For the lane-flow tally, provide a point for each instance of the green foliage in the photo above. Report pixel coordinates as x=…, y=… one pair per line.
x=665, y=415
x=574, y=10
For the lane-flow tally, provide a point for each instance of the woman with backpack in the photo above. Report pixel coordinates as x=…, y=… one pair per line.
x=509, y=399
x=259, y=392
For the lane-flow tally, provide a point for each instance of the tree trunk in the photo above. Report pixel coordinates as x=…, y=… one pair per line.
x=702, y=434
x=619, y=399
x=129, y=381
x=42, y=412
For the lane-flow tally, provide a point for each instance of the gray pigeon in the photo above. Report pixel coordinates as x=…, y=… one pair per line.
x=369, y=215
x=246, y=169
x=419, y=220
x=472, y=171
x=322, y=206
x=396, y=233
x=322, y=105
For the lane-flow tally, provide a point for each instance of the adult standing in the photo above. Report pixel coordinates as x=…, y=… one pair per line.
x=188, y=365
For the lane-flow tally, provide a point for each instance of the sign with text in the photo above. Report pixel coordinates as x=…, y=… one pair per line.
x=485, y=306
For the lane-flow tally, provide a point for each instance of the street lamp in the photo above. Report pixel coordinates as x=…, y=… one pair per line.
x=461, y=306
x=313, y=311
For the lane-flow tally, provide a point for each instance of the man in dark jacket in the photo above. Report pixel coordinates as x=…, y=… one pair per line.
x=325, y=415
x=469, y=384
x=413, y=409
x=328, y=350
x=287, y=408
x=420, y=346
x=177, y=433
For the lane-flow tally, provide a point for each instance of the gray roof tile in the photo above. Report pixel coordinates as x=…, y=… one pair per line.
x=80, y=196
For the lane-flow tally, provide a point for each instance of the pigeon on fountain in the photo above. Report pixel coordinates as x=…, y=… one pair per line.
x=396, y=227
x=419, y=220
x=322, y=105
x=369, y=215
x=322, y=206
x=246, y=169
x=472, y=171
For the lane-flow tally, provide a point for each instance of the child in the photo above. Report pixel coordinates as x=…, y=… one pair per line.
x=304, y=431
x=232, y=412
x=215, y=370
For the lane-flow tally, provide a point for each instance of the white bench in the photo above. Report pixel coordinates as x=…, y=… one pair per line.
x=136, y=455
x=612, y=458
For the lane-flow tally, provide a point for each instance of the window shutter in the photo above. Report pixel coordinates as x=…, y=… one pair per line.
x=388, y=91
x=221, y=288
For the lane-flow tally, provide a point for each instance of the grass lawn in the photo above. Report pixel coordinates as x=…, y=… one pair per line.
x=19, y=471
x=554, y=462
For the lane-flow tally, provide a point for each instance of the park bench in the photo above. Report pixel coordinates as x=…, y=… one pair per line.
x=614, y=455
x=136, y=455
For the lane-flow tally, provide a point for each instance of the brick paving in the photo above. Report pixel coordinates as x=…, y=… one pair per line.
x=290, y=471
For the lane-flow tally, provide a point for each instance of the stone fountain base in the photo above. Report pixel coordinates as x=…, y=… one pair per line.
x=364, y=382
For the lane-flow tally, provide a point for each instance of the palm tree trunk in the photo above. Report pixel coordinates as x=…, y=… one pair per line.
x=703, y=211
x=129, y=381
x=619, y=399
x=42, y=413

--- --- ---

**EXERCISE DETAILS**
The required output is an exact retyping of the lines from the one that contains "of the pigeon" through the last line of the material above.

**SOLUTION FOR THIS TASK**
For the lane-flow tally, provide a point for each instance of the pigeon on fountain in the photo above. Report pixel coordinates as x=…, y=… one pair per line.
x=396, y=227
x=419, y=220
x=322, y=105
x=369, y=215
x=322, y=206
x=246, y=169
x=472, y=171
For the lane-flow tally, provide a point for each instance of the child in the photo above. Report pixel coordinates as x=…, y=… one pair per line.
x=304, y=431
x=232, y=412
x=215, y=370
For the lane-flow tally, provide a point for each instance of the white bench in the photo above. Report pixel coordinates as x=…, y=… one pair per line.
x=136, y=455
x=612, y=458
For the lane-flow tally, provide a point for each instance of the window shutter in the photo above. Report pixel coordinates as x=…, y=… one pair per line.
x=388, y=91
x=221, y=288
For the lane-flow tally, provide a point for each instance of the grass lawn in the photo above. Report pixel coordinates as x=…, y=… one pair per line.
x=19, y=471
x=554, y=462
For the lane-flow tally, provide a point for each instance of the park bench in the photo above. Report pixel coordinates as x=…, y=… one pair per line.
x=614, y=455
x=136, y=455
For the lane-flow tally, provide a point for each instance of the brick paving in the photo above. Report pixel coordinates as x=…, y=… one pair per line.
x=290, y=471
For the lane-flow tally, provide a point for each instance of the stone fountain base in the photo above. Report pixel coordinates as x=…, y=… one pair per line.
x=364, y=382
For the lane-flow tally, provide a point for each instance of the palm tree trunk in the photo above. Report pixel coordinates as x=…, y=… one pair per line.
x=703, y=211
x=129, y=381
x=619, y=399
x=42, y=413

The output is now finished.